● Text passage:
--- START ---
Elevator managers prepare for another excellent fall harvest
Staff writer
Agriculturalists from one end of the county to the other are excited. With a little more heat, they see what is shaping up to be another excellent fall harvest of corn, beans, and grain sorghum.
According to Larry Goerzen, grain co-coordinator for Mid-Kansas Cooperative, which includes elevators in Florence, Peabody, Goessel, and Burns, a bountiful harvest would mean two back-to-back seasons with almost record crops.
“We have been blessed with the right kind of weather,” he said. “I like to call it ‘Iowa weather,’ with plenty of moisture.”
As of Friday, Mid-Kansas Cooperative still has 8 million bushels of wheat in storage from the 10-million-bushel spring harvest.
“We’re taking measures to make it all work,” Goerzen said. “We have good people helping us.”
“The harvest might be a challenge,” said Dick Tippin, grain co-ordinator for Cooperative Grain and Supply, “but we’ll handle it.”
--- END ---
● Description of the task:
From the harvest article, pull out the stretch from "Elevator managers prepare" through "10-million-bushel spring harvest.", word for word.

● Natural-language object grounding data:
--- START ---
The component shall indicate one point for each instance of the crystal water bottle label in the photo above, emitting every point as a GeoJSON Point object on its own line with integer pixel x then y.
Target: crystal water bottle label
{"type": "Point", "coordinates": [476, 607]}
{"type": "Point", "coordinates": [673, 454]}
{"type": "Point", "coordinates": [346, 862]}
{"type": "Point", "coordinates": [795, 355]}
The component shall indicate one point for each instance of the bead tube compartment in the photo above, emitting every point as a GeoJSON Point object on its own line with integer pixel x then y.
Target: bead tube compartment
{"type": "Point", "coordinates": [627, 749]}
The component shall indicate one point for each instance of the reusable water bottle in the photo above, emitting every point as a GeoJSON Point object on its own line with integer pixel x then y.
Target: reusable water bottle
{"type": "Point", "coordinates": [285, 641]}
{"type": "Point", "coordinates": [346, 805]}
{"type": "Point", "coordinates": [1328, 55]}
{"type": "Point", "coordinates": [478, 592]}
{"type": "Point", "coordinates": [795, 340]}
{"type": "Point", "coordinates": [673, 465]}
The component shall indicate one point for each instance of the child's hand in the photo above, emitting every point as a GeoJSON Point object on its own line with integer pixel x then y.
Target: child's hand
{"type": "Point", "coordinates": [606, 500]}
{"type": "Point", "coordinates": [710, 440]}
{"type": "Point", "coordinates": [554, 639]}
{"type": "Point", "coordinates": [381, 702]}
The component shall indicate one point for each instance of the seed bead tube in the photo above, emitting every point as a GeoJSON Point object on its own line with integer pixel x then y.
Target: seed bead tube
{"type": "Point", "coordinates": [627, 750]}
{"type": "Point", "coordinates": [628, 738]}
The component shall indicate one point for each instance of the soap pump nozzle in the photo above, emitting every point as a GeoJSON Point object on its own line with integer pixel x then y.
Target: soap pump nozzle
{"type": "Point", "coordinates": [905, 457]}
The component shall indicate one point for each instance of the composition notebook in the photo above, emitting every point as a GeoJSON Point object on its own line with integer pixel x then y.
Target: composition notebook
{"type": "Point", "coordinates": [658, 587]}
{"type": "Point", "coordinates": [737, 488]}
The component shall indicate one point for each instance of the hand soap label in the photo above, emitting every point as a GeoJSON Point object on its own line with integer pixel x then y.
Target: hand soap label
--- END ---
● Result of the exercise:
Elevator managers prepare for another excellent fall harvest
Staff writer
Agriculturalists from one end of the county to the other are excited. With a little more heat, they see what is shaping up to be another excellent fall harvest of corn, beans, and grain sorghum.
According to Larry Goerzen, grain co-coordinator for Mid-Kansas Cooperative, which includes elevators in Florence, Peabody, Goessel, and Burns, a bountiful harvest would mean two back-to-back seasons with almost record crops.
“We have been blessed with the right kind of weather,” he said. “I like to call it ‘Iowa weather,’ with plenty of moisture.”
As of Friday, Mid-Kansas Cooperative still has 8 million bushels of wheat in storage from the 10-million-bushel spring harvest.